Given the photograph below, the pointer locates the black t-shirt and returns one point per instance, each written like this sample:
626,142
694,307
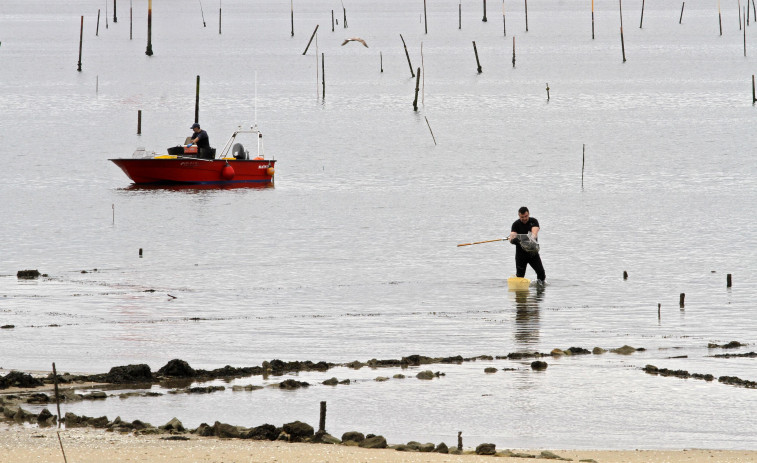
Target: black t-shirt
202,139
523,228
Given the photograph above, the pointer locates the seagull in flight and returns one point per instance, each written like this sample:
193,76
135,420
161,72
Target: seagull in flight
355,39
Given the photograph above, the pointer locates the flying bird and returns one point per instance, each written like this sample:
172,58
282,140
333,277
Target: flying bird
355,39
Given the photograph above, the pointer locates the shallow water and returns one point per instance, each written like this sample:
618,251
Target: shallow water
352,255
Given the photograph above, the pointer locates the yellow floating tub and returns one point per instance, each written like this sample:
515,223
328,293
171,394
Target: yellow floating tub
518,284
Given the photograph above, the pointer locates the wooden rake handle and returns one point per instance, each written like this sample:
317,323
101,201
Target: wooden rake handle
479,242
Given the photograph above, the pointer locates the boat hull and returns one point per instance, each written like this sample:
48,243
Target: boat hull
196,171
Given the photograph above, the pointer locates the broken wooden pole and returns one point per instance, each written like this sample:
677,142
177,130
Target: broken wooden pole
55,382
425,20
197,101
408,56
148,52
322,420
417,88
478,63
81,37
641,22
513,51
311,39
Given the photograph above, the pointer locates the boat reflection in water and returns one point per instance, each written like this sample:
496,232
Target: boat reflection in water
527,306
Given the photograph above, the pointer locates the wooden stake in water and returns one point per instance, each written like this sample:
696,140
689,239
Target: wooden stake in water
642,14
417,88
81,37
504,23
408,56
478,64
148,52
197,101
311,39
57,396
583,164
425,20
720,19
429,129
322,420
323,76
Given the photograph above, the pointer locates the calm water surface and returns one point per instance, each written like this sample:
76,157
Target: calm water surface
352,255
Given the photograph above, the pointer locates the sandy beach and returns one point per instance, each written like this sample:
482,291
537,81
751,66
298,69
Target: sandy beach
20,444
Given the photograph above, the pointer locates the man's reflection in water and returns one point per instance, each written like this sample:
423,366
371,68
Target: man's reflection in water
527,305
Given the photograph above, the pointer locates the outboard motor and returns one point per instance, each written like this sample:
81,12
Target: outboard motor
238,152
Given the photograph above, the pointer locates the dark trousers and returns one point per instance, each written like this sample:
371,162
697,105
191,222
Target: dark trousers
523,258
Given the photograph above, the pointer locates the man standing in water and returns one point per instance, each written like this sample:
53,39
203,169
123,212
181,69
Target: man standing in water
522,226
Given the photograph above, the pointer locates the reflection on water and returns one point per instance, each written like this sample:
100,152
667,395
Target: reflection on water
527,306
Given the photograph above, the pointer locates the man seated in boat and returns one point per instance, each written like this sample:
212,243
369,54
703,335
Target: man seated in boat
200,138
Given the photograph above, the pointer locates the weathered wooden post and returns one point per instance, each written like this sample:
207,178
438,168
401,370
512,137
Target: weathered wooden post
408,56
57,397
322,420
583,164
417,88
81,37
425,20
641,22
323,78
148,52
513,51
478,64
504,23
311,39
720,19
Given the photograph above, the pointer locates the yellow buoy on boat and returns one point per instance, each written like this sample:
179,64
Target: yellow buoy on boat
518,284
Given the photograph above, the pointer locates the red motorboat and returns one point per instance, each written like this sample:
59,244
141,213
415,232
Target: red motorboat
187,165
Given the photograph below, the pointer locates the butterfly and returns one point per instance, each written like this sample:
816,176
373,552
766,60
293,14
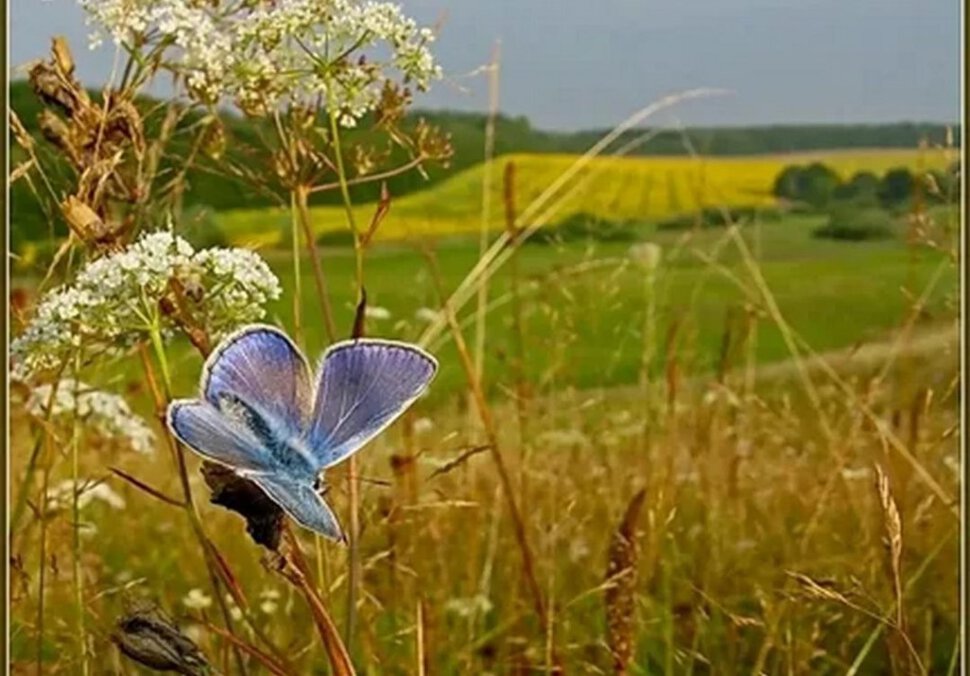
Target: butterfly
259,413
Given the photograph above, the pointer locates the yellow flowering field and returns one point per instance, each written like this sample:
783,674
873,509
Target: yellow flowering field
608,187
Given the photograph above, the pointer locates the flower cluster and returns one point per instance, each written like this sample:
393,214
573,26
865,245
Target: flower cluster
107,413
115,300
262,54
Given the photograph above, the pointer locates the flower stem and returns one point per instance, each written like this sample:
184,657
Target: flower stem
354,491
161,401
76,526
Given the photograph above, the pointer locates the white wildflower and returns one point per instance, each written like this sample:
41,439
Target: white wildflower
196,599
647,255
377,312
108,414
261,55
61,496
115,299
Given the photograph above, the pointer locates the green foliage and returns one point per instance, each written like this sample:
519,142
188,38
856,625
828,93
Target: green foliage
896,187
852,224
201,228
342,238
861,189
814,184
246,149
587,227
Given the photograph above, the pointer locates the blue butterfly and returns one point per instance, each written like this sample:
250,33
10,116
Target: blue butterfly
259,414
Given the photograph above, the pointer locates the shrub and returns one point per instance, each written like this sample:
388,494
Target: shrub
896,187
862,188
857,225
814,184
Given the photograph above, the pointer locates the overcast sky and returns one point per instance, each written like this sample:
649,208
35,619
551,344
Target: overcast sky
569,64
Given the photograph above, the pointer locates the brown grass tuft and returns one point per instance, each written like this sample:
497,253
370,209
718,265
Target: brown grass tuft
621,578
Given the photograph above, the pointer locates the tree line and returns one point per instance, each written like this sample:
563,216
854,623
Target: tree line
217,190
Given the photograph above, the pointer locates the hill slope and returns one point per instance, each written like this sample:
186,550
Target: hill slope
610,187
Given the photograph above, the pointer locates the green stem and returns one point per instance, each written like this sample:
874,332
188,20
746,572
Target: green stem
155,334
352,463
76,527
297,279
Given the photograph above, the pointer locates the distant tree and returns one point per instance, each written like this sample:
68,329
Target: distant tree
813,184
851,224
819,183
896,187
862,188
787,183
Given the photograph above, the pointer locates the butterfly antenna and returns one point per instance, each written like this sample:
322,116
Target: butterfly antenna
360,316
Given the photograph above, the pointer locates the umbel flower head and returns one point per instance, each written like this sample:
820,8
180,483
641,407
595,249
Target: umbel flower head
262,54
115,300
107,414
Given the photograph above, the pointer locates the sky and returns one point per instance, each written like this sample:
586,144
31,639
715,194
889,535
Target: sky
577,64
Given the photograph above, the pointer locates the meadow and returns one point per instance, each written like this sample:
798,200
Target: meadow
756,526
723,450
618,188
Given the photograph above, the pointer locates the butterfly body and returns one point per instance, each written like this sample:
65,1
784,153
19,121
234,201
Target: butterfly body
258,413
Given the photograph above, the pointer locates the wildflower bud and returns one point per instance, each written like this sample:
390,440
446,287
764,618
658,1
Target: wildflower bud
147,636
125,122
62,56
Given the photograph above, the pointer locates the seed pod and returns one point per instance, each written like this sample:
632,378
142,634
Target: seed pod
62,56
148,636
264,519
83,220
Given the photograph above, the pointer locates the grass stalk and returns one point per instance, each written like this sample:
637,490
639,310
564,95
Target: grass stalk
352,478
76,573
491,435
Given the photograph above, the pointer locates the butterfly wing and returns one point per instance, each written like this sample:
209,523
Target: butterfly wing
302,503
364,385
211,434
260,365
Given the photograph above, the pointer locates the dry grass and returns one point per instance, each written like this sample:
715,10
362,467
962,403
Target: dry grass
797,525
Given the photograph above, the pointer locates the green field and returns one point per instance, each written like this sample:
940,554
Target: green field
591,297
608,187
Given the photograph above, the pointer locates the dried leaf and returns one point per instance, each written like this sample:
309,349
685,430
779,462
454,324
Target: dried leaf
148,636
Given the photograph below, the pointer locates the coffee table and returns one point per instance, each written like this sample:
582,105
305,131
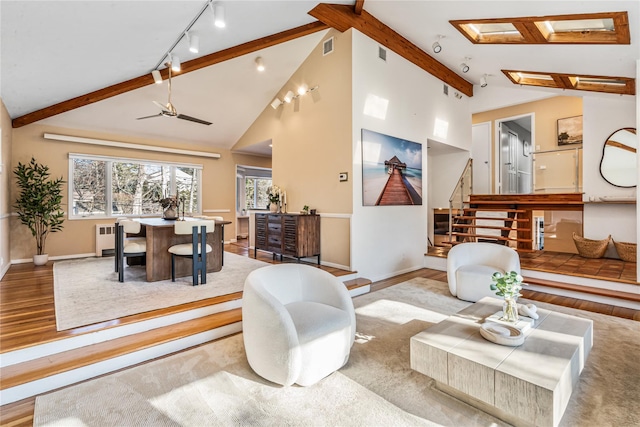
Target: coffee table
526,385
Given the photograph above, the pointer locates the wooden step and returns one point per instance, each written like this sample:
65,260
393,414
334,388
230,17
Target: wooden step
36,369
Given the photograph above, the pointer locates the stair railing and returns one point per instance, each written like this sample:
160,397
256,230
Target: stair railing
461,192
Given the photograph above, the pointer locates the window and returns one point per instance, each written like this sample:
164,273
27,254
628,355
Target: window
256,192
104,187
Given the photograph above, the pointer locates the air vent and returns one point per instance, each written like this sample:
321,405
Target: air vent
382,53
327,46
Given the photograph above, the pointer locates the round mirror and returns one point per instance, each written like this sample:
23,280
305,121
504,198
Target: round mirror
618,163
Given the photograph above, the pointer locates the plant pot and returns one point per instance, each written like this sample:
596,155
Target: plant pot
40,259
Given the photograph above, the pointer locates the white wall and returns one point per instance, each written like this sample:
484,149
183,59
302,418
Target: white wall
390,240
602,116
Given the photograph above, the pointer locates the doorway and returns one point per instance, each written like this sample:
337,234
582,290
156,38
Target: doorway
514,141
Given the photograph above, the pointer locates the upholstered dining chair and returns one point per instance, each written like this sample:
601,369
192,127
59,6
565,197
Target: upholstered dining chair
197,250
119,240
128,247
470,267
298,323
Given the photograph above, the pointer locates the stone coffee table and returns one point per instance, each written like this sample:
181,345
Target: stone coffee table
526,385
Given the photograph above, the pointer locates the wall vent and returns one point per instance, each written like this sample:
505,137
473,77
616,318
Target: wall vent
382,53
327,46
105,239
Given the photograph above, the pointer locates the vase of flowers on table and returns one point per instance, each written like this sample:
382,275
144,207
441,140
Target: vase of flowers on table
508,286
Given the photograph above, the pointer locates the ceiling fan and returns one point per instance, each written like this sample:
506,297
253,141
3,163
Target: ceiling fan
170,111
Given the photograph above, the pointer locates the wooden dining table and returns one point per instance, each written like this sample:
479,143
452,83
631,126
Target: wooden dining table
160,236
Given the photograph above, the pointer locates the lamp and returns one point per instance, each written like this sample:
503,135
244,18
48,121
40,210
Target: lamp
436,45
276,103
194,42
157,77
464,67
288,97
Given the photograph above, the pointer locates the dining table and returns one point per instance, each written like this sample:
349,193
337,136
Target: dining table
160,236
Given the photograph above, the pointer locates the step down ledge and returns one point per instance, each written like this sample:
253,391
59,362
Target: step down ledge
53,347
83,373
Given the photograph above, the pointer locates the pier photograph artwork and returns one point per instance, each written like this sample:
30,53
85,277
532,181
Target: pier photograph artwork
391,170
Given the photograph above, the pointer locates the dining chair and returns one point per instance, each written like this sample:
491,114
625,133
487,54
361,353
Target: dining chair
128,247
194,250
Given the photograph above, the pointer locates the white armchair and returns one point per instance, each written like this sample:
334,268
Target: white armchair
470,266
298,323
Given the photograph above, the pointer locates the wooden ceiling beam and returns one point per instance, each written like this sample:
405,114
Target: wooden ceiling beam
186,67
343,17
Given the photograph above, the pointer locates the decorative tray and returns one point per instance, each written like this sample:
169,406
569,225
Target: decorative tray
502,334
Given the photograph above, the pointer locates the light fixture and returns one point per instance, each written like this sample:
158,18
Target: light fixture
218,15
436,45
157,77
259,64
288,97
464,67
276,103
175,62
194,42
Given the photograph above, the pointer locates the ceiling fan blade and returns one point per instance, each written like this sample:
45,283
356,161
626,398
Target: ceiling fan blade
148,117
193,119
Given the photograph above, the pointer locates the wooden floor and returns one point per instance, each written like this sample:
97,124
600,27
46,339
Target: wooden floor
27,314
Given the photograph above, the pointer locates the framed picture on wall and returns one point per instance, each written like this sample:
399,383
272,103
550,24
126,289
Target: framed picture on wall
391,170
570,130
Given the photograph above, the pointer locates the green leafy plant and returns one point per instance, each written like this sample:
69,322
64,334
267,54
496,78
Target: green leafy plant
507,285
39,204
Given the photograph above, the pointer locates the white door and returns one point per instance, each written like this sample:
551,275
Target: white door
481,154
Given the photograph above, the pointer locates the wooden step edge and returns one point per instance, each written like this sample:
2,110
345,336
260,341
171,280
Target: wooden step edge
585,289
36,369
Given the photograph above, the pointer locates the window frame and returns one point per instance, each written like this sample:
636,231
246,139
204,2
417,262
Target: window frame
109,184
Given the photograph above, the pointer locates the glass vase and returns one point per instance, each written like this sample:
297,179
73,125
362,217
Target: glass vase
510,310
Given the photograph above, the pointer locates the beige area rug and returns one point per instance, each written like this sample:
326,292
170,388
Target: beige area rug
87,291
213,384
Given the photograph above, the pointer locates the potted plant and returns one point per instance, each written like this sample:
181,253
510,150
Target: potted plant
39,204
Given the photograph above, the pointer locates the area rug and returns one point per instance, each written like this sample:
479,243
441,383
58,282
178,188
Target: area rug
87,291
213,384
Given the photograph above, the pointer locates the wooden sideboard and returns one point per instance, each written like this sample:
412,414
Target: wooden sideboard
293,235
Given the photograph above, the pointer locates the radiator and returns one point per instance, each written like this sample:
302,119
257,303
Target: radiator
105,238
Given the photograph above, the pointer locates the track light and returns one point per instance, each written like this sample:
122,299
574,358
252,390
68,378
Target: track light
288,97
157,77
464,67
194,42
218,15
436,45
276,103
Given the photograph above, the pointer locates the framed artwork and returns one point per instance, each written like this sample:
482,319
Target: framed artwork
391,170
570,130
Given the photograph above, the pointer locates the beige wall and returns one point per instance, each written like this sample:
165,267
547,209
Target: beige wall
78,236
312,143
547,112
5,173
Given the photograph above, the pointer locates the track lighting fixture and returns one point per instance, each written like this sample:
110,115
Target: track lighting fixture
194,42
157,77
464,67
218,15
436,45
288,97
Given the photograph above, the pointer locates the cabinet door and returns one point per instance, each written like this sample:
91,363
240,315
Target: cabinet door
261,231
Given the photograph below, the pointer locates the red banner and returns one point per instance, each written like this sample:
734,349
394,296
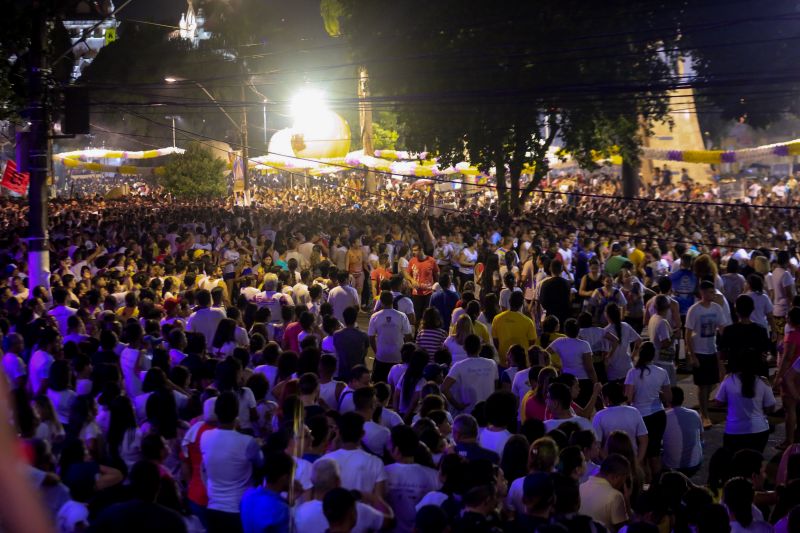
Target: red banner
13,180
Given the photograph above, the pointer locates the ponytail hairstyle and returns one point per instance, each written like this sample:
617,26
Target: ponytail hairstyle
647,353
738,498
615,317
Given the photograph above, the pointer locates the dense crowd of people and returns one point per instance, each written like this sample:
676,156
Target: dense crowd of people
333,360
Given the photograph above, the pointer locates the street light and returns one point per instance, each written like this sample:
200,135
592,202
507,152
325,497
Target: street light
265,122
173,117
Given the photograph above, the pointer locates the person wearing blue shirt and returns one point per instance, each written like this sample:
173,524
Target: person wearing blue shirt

> _Do this_:
Reproduce only the lines from the line containing "Given the photograph above, the pointer locates the ponytail" to the last line of the material above, both of those lines included.

> _Result for this exercise_:
Given the photograph above, the pointer locates the ponytail hairstyle and returns one point per instance, each written like this sample:
617,26
Target: ponytail hairstyle
647,353
738,498
615,317
Given the photograph above, the pointer locates the dense crowd of people and returns one point per instance, each written like this sample:
676,156
Target: dense crowd of people
333,360
Given the photograph above, the pointer locates the street light and returns one point per instance, each written like this sample:
200,135
592,202
507,152
325,497
Target: street light
265,122
173,117
Given the photograph above, the pointer locates the person wearing blue shirt and returns one point per instance, each written like this sample:
173,524
Target: person wearing blue shirt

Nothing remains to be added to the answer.